• [YOUR OBJECTIVE]
Your task is to print all of the data word for word.

• [TASK DATA]
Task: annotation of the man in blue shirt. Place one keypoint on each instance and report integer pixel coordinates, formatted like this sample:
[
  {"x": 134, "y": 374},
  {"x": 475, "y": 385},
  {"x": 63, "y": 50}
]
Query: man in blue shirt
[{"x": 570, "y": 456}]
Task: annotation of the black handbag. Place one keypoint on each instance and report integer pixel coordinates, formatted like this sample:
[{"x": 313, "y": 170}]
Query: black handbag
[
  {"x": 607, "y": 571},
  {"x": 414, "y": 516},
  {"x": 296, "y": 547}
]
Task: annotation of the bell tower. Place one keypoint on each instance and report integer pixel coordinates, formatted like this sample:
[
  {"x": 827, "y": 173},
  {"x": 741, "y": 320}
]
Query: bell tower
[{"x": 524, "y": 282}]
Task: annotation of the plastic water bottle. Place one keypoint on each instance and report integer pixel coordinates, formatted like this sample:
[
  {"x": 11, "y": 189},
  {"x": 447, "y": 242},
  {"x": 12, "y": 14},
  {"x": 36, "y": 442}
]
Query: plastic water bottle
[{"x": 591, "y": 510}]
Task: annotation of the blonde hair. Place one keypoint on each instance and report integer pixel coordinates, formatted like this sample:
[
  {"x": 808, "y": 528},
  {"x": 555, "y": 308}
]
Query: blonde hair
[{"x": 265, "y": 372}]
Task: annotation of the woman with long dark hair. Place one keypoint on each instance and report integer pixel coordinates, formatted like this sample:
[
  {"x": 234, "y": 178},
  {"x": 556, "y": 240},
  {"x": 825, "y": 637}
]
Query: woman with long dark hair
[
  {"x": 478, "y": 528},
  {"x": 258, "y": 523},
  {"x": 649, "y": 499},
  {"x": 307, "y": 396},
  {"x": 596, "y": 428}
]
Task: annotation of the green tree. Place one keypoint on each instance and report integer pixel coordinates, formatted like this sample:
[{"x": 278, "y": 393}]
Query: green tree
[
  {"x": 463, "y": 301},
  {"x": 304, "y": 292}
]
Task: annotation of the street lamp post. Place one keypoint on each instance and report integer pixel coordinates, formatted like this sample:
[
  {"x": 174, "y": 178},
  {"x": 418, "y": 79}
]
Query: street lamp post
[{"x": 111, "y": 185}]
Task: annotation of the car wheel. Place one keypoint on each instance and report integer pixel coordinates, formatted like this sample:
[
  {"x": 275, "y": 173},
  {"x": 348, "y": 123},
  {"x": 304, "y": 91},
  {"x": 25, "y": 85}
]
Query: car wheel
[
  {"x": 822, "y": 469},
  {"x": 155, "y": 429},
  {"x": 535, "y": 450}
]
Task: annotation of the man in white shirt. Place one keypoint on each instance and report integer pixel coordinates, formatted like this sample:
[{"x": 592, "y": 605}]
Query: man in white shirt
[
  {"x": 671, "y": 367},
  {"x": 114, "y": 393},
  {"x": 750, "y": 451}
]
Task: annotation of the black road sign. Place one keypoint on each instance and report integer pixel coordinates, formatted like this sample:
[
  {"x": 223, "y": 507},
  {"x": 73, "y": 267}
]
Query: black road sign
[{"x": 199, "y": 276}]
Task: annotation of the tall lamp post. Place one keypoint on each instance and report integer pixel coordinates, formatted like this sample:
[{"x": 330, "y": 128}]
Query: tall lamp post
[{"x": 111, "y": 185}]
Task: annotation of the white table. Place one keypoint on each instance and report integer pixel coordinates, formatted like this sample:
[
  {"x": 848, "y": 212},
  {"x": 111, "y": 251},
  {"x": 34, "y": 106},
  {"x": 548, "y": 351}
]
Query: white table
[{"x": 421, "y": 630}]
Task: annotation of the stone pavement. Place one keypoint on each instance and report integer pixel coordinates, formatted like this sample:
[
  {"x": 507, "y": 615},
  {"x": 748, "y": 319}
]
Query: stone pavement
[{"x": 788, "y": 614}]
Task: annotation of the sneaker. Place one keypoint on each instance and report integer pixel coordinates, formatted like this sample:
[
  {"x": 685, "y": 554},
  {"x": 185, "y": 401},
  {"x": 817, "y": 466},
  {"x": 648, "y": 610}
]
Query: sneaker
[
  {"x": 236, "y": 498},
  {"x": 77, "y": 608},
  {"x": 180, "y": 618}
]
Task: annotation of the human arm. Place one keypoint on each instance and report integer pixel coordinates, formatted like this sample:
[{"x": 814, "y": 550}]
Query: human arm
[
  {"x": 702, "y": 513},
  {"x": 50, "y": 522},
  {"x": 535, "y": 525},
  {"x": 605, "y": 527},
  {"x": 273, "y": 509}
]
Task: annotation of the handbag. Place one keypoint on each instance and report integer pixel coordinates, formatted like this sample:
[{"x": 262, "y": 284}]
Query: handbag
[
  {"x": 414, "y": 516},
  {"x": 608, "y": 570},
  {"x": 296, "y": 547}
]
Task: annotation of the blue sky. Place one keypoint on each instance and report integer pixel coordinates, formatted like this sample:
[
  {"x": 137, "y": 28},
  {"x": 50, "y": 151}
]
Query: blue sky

• [WRITTEN SOLUTION]
Task: annotation of the man in blue shirt. Place one keypoint on each instance and report integer pixel coordinates, formatted like this sample:
[
  {"x": 134, "y": 374},
  {"x": 475, "y": 385},
  {"x": 63, "y": 50}
]
Query: man in blue shirt
[{"x": 570, "y": 456}]
Task: annotation of the black handbag. Place one keypoint on each instance and report integer pixel coordinates, formatted like this sample:
[{"x": 313, "y": 170}]
Query: black handbag
[
  {"x": 607, "y": 571},
  {"x": 414, "y": 516},
  {"x": 296, "y": 547}
]
Task: annotation of the bell tower. Place one keypoint on each instance and report integer pixel coordinates, formatted like this sample:
[
  {"x": 827, "y": 173},
  {"x": 741, "y": 320}
]
Query: bell tower
[{"x": 524, "y": 282}]
Task: annotation of the plastic water bottle. Place one keypoint on each instance and report integer pixel coordinates, formatted like this sample:
[
  {"x": 11, "y": 189},
  {"x": 447, "y": 242},
  {"x": 12, "y": 14},
  {"x": 36, "y": 442}
]
Query: plastic water bottle
[{"x": 591, "y": 510}]
Task: annotation of the blonde hair. Place one keypoint on each instance and report integer pixel coordinates, formatted like this sample:
[
  {"x": 808, "y": 528},
  {"x": 555, "y": 308}
]
Query: blonde hair
[{"x": 265, "y": 372}]
Task: annotation of the woman with long dark hair. Place one keypoint on each instance and report integer pixel coordinates, formatted like this sample:
[
  {"x": 234, "y": 178},
  {"x": 556, "y": 240},
  {"x": 825, "y": 637}
]
Query: woman with long dark hair
[
  {"x": 478, "y": 528},
  {"x": 258, "y": 523},
  {"x": 649, "y": 499},
  {"x": 307, "y": 396},
  {"x": 596, "y": 428}
]
Task: annotation of the green tree. Place one keypoint on each instance and report integer pixel coordinates, formatted like this sample:
[{"x": 278, "y": 393}]
Query: green tree
[
  {"x": 463, "y": 301},
  {"x": 304, "y": 292}
]
Task: annotation of the street lamp post. Place one keypoint on each instance and report integer pixel coordinates, formatted like this sample:
[
  {"x": 174, "y": 178},
  {"x": 418, "y": 79}
]
Query: street lamp post
[{"x": 111, "y": 185}]
Task: annotation of the car wheel. Place one keypoint on each instance and report integer pixel coordinates, formatted like this sample:
[
  {"x": 275, "y": 173},
  {"x": 348, "y": 123},
  {"x": 304, "y": 91},
  {"x": 25, "y": 85}
]
Query: car wheel
[
  {"x": 822, "y": 469},
  {"x": 155, "y": 429},
  {"x": 535, "y": 450}
]
Task: annotation of the man in white shirt. Place one keypoint on each instance and report integer pixel coordinates, formatted like this sample:
[{"x": 592, "y": 605}]
Query: man in white shirt
[
  {"x": 671, "y": 367},
  {"x": 114, "y": 393},
  {"x": 750, "y": 451}
]
Task: annotation of the black road sign. Place one keypoint on each instance and report integer pixel coordinates, formatted like this sample:
[
  {"x": 223, "y": 507},
  {"x": 73, "y": 267}
]
Query: black road sign
[{"x": 199, "y": 276}]
Task: annotation of the tall lamp post. Place one keypoint on each instance and report integer pixel coordinates, formatted like this sample:
[{"x": 330, "y": 128}]
Query: tall lamp post
[{"x": 111, "y": 185}]
Task: annotation of the white table. Place one keypoint on each instance and report integer pixel coordinates, formatted like this sample:
[
  {"x": 848, "y": 212},
  {"x": 111, "y": 251},
  {"x": 34, "y": 106},
  {"x": 548, "y": 351}
]
Query: white table
[{"x": 421, "y": 630}]
Task: annotation of the stone pavement. Place one keypoint on each instance and report integer pixel coordinates, formatted like this sample:
[
  {"x": 507, "y": 615},
  {"x": 748, "y": 319}
]
Query: stone pavement
[{"x": 788, "y": 614}]
Task: annotation of the sneaker. Place one keypoint on each instance and report integer pixel coordinates, formatted like this sample:
[
  {"x": 685, "y": 554},
  {"x": 185, "y": 401},
  {"x": 817, "y": 466},
  {"x": 648, "y": 610}
]
Query: sneaker
[
  {"x": 236, "y": 498},
  {"x": 77, "y": 608},
  {"x": 180, "y": 618}
]
Task: annotation of the human arm. Place one keypoint on each instance and report integer pixel coordinates, formatted like this sample:
[{"x": 814, "y": 550}]
Query: human arm
[
  {"x": 702, "y": 513},
  {"x": 50, "y": 522},
  {"x": 535, "y": 525},
  {"x": 605, "y": 527},
  {"x": 273, "y": 509}
]
Task: annotation of the handbag. Place one keypoint on each instance and report integer pixel coordinates, formatted like this sample:
[{"x": 262, "y": 284}]
Query: handbag
[
  {"x": 414, "y": 516},
  {"x": 608, "y": 570},
  {"x": 296, "y": 547}
]
Task: annotation of the blue sky. Place one keypoint on each instance and report integer pixel coordinates, formatted like this sample:
[
  {"x": 137, "y": 28},
  {"x": 50, "y": 151}
]
Query: blue sky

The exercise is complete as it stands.